The last number of Fraser’s Magazine has a long article upon THE POETS AND POETRY OF AMERICA, in which the subject is treated with more than the customary civility of English criticism upon this subject.  We are half inclined, indeed, to believe the article was written “above Bleecker,” or by an inhabitant of that quarter now in London.  Omitting the illustrative extracts, we copy the greater portion of the review, in which most of those who are admitted to be poets are characterized.

“When Halleck said of New York—­

            Our fourteen wards
  Contain some seven-and-thirty-bards,

he rather understated than exaggerated the fact.  Mr. Griswold, besides the ninety regular poets in his collection, gives an appendix of about seventy fugitive pieces by as many authors; and bitter complaints have been made against him in various quarters for not including some seventy, or a hundred and seventy more, ‘who,’ it is said, and probably with truth, ’have as good a right to be there as many of those admitted.’  Still it is possible to pick out a few of general reputation, whom literati from all parts of the Union would agree in sustaining as specimens of distinguished American poets, though they would differ in assigning their relative position.  Thus, if the Republic had to choose a laureate, Boston would probably deposit a nearly unanimous vote for Longfellow; the suffrages of New York might he divided between Bryant and Halleck; and the southern cities would doubtless give a large majority for Poe.  But these gentlemen, and some three or four more, would be acknowledged by all as occupying the first rank.  Perhaps, on the whole, the preponderance of native authority justifies us in heading the list with Bryant, who, at any rate, has the additional title of seniority in authorship, if not in actual years.

◆ SHORT TASK: List every poet that the passage on American poetry names as a likely choice if the Republic had to choose a laureate.

(Location identification entries)
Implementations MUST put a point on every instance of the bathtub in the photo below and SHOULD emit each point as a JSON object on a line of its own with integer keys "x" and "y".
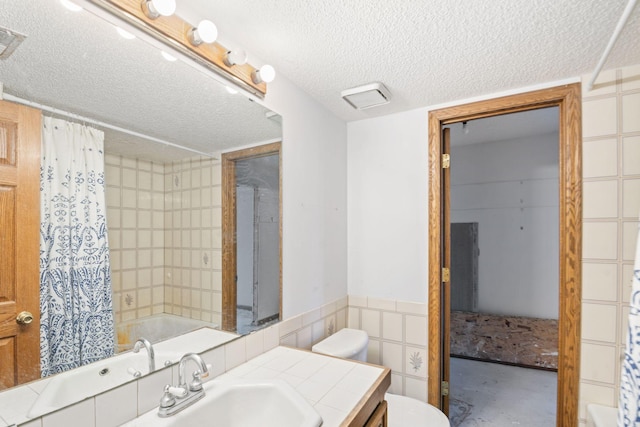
{"x": 73, "y": 386}
{"x": 156, "y": 328}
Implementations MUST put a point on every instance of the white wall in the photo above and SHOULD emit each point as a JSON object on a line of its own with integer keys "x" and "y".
{"x": 314, "y": 168}
{"x": 510, "y": 188}
{"x": 387, "y": 206}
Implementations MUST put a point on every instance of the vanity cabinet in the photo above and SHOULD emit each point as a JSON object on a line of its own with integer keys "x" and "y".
{"x": 379, "y": 416}
{"x": 371, "y": 411}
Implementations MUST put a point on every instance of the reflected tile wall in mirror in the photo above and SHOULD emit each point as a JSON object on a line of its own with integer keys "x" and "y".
{"x": 193, "y": 239}
{"x": 135, "y": 219}
{"x": 165, "y": 237}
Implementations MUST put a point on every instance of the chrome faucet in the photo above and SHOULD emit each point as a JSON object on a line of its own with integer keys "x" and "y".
{"x": 177, "y": 398}
{"x": 143, "y": 342}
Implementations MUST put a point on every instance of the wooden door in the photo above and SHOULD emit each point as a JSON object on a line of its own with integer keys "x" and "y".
{"x": 20, "y": 129}
{"x": 446, "y": 266}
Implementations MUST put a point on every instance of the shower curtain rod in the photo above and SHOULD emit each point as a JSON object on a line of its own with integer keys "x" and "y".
{"x": 52, "y": 110}
{"x": 612, "y": 41}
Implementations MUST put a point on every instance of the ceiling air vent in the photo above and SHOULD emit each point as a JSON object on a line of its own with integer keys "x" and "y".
{"x": 9, "y": 41}
{"x": 367, "y": 96}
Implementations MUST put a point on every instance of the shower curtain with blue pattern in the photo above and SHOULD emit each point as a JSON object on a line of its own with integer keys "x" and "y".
{"x": 76, "y": 325}
{"x": 629, "y": 402}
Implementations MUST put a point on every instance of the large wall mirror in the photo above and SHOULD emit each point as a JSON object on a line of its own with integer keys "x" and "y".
{"x": 164, "y": 202}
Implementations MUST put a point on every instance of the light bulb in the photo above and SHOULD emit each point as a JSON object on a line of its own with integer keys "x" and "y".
{"x": 265, "y": 74}
{"x": 125, "y": 34}
{"x": 205, "y": 32}
{"x": 155, "y": 8}
{"x": 167, "y": 56}
{"x": 70, "y": 5}
{"x": 235, "y": 57}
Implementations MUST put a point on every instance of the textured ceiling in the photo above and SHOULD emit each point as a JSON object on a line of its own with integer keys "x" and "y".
{"x": 426, "y": 52}
{"x": 76, "y": 62}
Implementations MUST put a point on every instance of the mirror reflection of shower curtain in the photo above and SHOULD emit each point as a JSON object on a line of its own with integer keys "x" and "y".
{"x": 629, "y": 402}
{"x": 75, "y": 280}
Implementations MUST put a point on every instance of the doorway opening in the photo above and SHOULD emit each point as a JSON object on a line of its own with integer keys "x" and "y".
{"x": 567, "y": 99}
{"x": 504, "y": 269}
{"x": 251, "y": 238}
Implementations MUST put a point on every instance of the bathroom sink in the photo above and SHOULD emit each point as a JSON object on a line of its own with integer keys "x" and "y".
{"x": 241, "y": 403}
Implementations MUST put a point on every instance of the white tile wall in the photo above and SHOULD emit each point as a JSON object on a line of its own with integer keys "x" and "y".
{"x": 611, "y": 170}
{"x": 397, "y": 339}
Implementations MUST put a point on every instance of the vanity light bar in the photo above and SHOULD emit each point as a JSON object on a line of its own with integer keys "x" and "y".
{"x": 173, "y": 31}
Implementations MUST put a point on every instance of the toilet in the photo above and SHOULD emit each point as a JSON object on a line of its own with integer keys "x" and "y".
{"x": 402, "y": 411}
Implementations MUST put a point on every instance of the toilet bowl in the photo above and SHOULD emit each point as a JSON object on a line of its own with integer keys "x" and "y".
{"x": 402, "y": 411}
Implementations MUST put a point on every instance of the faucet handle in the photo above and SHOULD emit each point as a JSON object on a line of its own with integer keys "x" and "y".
{"x": 196, "y": 383}
{"x": 168, "y": 399}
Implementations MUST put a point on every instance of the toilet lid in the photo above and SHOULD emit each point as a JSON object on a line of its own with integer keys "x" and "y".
{"x": 408, "y": 412}
{"x": 345, "y": 343}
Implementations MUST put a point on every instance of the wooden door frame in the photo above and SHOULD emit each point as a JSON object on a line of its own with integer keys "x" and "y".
{"x": 20, "y": 183}
{"x": 568, "y": 100}
{"x": 229, "y": 246}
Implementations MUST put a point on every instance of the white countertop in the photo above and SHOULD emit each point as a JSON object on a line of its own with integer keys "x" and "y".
{"x": 332, "y": 386}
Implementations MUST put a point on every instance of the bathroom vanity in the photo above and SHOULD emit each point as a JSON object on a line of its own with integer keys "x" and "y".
{"x": 343, "y": 393}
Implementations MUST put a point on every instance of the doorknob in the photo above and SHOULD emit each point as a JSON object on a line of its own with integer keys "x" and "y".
{"x": 24, "y": 318}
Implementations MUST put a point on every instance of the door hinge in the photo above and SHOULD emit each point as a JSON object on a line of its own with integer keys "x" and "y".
{"x": 446, "y": 275}
{"x": 446, "y": 161}
{"x": 445, "y": 388}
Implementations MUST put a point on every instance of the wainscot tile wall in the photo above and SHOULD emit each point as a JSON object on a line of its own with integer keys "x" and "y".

◆ FINISHED ANSWER: Longfellow, Bryant, Halleck, Poe